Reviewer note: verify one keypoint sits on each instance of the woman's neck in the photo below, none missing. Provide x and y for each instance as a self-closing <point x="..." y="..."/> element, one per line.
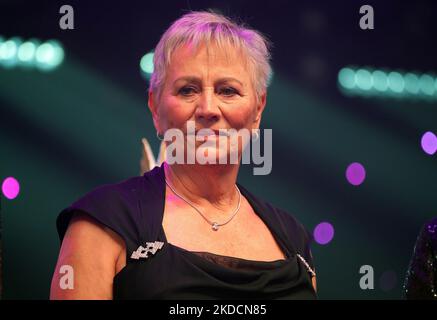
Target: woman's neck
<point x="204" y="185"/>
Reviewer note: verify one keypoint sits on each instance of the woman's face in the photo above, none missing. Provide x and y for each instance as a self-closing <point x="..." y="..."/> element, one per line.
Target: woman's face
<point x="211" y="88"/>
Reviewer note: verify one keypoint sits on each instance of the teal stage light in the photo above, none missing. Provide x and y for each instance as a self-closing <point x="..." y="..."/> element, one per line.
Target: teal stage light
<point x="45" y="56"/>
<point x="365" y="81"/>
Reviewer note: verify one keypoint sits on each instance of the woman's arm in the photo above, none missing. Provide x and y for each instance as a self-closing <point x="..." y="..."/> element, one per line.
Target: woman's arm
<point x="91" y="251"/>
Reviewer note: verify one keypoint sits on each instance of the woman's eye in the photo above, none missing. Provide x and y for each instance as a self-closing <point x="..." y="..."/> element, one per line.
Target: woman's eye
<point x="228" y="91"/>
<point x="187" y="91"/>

* * *

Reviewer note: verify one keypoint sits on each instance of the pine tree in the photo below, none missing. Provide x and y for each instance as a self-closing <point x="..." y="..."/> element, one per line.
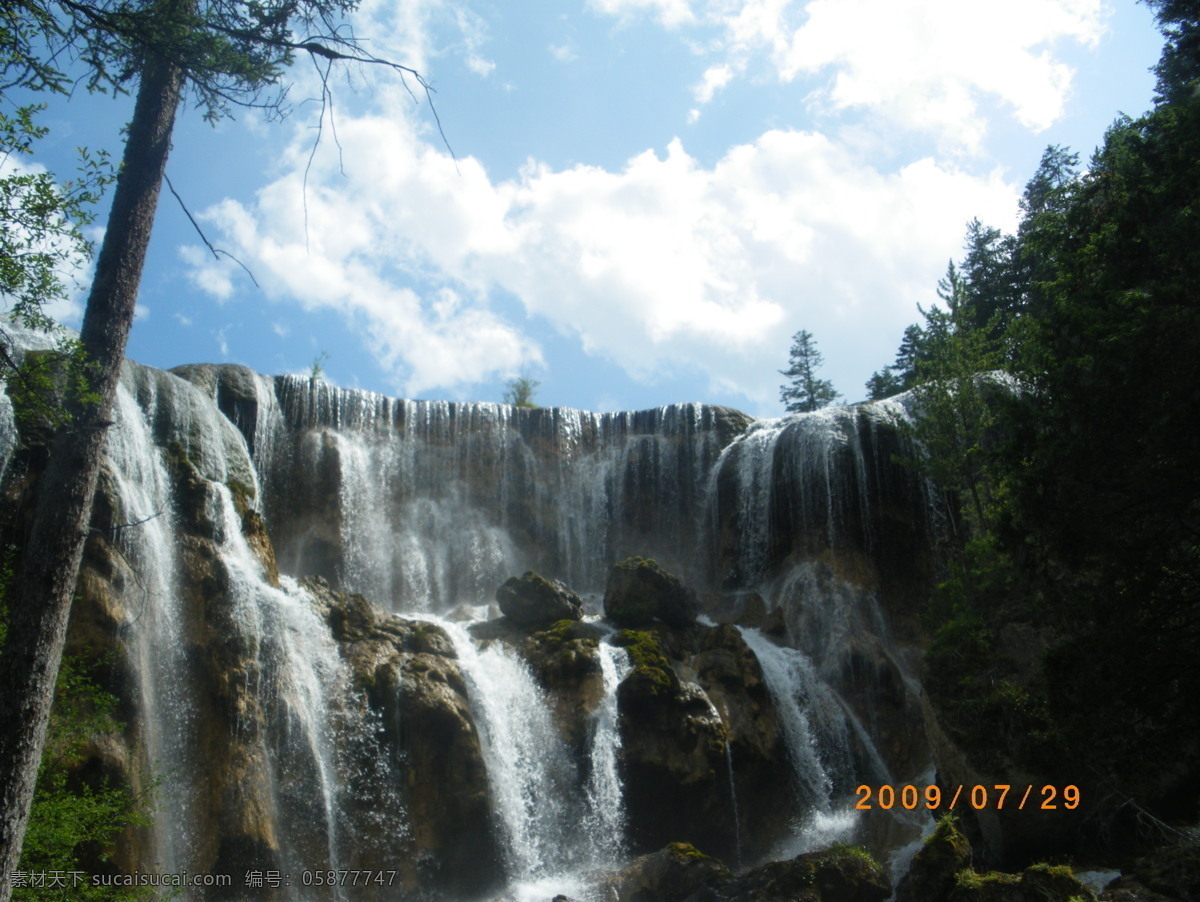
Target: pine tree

» GIVEN EXERCISE:
Swap "pine tree" for "oak tree" in the records above, starting with the line with "of the pine" and going on through the line with "Target: pine tree", keeping all else unchanged. Return only those lines, and leave the pictures out.

» FINISHED TASK:
Reviewer note: verify one keypoint sits on each instance of the oak tree in the photo below, none missing. Provide x and y for each instance as a self-closing <point x="..." y="..."/> element, one per line.
Target: oak tree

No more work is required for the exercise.